-------- THE DATA --------

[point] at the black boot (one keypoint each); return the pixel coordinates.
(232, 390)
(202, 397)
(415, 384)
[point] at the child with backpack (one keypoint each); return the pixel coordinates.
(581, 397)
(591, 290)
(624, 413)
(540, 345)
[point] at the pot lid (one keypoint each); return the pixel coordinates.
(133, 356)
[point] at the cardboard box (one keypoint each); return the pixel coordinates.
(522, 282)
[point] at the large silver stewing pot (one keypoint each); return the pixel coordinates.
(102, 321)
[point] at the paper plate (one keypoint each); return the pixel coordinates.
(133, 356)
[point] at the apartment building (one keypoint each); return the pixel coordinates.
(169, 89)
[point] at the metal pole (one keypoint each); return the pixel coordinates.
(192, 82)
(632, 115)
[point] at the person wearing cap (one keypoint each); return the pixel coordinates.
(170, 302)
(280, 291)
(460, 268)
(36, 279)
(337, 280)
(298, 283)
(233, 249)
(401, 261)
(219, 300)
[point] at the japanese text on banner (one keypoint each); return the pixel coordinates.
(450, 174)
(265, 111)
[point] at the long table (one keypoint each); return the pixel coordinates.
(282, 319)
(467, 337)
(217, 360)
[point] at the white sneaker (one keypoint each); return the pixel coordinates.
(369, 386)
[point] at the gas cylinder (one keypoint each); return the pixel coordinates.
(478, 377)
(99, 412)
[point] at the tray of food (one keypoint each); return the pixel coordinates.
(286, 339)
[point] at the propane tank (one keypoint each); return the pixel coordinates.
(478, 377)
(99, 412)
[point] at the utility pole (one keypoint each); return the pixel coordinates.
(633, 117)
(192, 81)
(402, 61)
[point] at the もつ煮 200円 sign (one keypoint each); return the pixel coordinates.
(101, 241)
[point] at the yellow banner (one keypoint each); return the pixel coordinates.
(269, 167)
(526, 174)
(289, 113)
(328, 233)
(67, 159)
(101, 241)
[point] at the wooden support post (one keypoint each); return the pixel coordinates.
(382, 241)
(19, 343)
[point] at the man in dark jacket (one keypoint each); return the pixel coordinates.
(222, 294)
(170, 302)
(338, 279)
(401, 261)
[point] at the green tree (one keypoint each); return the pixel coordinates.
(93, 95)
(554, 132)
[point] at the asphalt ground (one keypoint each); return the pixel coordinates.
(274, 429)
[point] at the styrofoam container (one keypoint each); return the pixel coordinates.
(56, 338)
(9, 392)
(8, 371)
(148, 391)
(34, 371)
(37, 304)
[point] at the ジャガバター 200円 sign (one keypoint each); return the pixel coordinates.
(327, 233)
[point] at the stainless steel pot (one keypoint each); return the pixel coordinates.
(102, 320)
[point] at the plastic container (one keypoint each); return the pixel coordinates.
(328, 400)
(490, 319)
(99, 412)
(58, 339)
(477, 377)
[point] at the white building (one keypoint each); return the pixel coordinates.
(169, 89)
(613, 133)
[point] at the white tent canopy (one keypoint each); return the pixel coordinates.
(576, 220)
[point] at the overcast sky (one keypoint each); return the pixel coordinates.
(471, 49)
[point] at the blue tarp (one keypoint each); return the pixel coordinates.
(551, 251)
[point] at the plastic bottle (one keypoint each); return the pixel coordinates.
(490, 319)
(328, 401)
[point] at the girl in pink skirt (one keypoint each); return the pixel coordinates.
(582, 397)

--------

TRY IT:
The entries must all be transcribed exactly.

OUTPUT FOR THIS EXERCISE:
[point] at the black boot (one keypoint each); return the pixel coordinates.
(232, 390)
(202, 397)
(415, 384)
[point] at the child with backpack (one keypoint each); return the pixel coordinates.
(581, 397)
(591, 290)
(624, 413)
(540, 345)
[point] at the pot lid (one keypoint each); return the pixel coordinates.
(133, 356)
[point] at the cardboard box (one keypoint each); return the pixel coordinates.
(522, 282)
[point] at the large silver stewing pot (one keypoint each); return the pixel coordinates.
(102, 321)
[point] at the paper plate (one keypoint each); return the pixel coordinates.
(133, 356)
[point] at the apartment building (one keypoint each); return the pixel coordinates.
(169, 89)
[point] at the metal pole (one keypoint each); return the pixel coordinates.
(192, 82)
(632, 115)
[point] at the person wearing cap (one keypoint each); return the pixel coordinates.
(170, 302)
(280, 291)
(460, 268)
(36, 279)
(337, 280)
(298, 283)
(233, 249)
(401, 261)
(219, 300)
[point] at the japanese text on banner (one keypoint each); return the pixel coordinates.
(450, 174)
(265, 111)
[point] at the long table (one keypoint each); return the pixel coordinates.
(282, 319)
(467, 337)
(217, 360)
[point] at the white sneaker (one keypoint each); return the pixel coordinates.
(369, 386)
[point] at the gas cylinder (one keypoint each); return the pixel coordinates.
(478, 377)
(99, 412)
[point] at the tray of food (one keypoint each); return the pixel coordinates.
(286, 339)
[point] at the propane tank (one keypoint each); return the pixel coordinates.
(478, 377)
(99, 412)
[point] at the utility pole (one keypoint each); return the pixel coordinates.
(633, 117)
(192, 81)
(402, 61)
[point] at the もつ煮 200円 sign (one keypoint each); return the pixel coordinates.
(101, 241)
[point] at the yellow banner (one keypoint each); return the pixel coordinates.
(269, 167)
(526, 174)
(289, 113)
(328, 233)
(67, 159)
(101, 241)
[point] at the wooden support post (one keypoint each); return the pixel coordinates.
(382, 241)
(19, 343)
[point] at the man in dark jacket (one keypoint each); return the pixel coordinates.
(222, 294)
(170, 302)
(338, 279)
(401, 261)
[point] at the green tree (one keypoint each); return the pixel coordinates.
(93, 95)
(554, 132)
[point] at the asphalt ground (one keypoint each); return the pixel coordinates.
(274, 429)
[point] at the styrofoam container (one keypoint each); return the pixel coordinates.
(56, 338)
(9, 392)
(8, 371)
(148, 391)
(34, 371)
(37, 304)
[point] at the ジャガバター 200円 sign (one keypoint each); return the pixel coordinates.
(327, 233)
[point] at the stainless steel pot (one keypoint each); return the pixel coordinates.
(102, 320)
[point] at the plastic container (one keypoint each); return the pixel coordinates.
(328, 400)
(490, 319)
(99, 412)
(58, 339)
(477, 377)
[point] at the white building (one keypoint each); return the pixel coordinates.
(169, 89)
(613, 133)
[point] at the white tent canopy (one keypoint each); return the pixel coordinates.
(576, 220)
[point] at the overcast sky (one keypoint each); return the pixel coordinates.
(471, 49)
[point] at the blue tarp (one keypoint each); return the pixel coordinates.
(551, 251)
[point] at the plastic bottle (one keypoint each); return the pixel coordinates.
(490, 319)
(328, 401)
[point] at the girl in pink skirt (one keypoint each); return the pixel coordinates.
(582, 397)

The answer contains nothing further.